## WORK TO BE COMPLETED
Word for word, set down the records and skip each picture.

## EXERCISE DATA
· · ·

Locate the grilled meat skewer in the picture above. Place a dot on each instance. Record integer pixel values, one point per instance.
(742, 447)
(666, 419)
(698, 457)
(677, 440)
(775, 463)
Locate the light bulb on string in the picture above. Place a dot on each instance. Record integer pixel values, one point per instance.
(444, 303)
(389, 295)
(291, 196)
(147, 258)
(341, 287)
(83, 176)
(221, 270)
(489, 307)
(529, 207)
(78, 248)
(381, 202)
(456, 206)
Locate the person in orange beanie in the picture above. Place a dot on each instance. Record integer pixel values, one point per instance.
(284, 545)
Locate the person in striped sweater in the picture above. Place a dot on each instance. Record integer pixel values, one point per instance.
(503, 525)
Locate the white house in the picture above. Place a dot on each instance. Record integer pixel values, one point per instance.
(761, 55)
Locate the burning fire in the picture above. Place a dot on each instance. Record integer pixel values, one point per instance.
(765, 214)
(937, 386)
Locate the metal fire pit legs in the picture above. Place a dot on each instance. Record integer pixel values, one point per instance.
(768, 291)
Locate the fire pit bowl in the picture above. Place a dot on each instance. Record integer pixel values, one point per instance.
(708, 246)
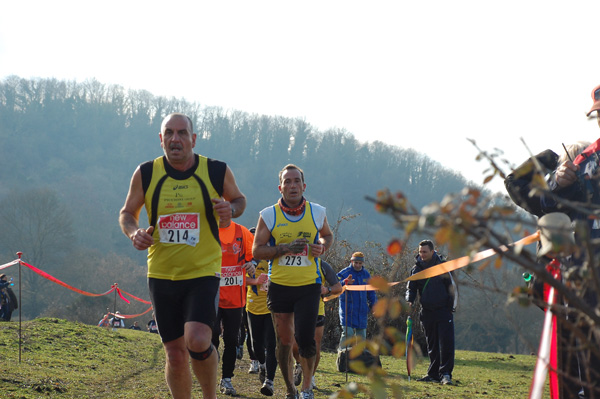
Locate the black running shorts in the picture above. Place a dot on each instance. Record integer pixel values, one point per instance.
(177, 302)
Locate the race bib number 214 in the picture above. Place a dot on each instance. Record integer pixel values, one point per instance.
(179, 228)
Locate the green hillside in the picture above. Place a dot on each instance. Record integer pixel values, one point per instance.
(61, 359)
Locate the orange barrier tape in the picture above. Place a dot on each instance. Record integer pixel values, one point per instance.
(442, 267)
(4, 266)
(130, 316)
(465, 260)
(49, 277)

· · ·

## WRITTEN SOLUTION
Locate the grilled meat skewer in the picture above. Place a dot on each instance. Record integer pixel values, one point per instance.
(742, 447)
(666, 419)
(698, 457)
(677, 440)
(775, 463)
Locate the light bulb on string in the picture above. Place a dot on each instance. Record integer pixel values, one point per instance.
(444, 303)
(389, 295)
(291, 196)
(147, 258)
(341, 287)
(83, 176)
(221, 270)
(489, 307)
(529, 207)
(78, 248)
(381, 202)
(456, 206)
Locate the person in orange beanie in the picture above. Place a dot on each instance. Record integer pixel values, one point per instance.
(284, 545)
Locate the person in striped sweater in the picture above. Place a dot on each instance. Record integer pixel values, one point per instance.
(503, 525)
Locate the white house in the picture above. Place a dot on each instance. Record integer pixel values, one point per instance.
(761, 55)
Locate the burning fire in the picture above. Place a dot on each instance. Record integer pixel values, one point per instance.
(765, 214)
(937, 386)
Locate the metal fire pit legs in the picture above. Place a dot on each instance. Record integer pixel values, one point per instance.
(768, 291)
Locate the fire pit bowl in the picture above. Place a dot on each instance. Record integer pixel values, one point per instance.
(708, 246)
Locate the black running shorts in the picture above. Place a dot on each instance. Record integer pixel values, one point per instance.
(177, 302)
Locate the race bib number 214 in the picture above. Place a dot on each instance. Record integer pixel values, one point per instance.
(179, 228)
Locate the green hillside in the picture above. Place a dot on each instance. Record integer pixel values, one point per instance.
(61, 359)
Locate the orange barrier tape in the picture above. Place a dot on each instance. Record integer pixel values, one point per instance.
(442, 267)
(4, 266)
(130, 316)
(465, 260)
(49, 277)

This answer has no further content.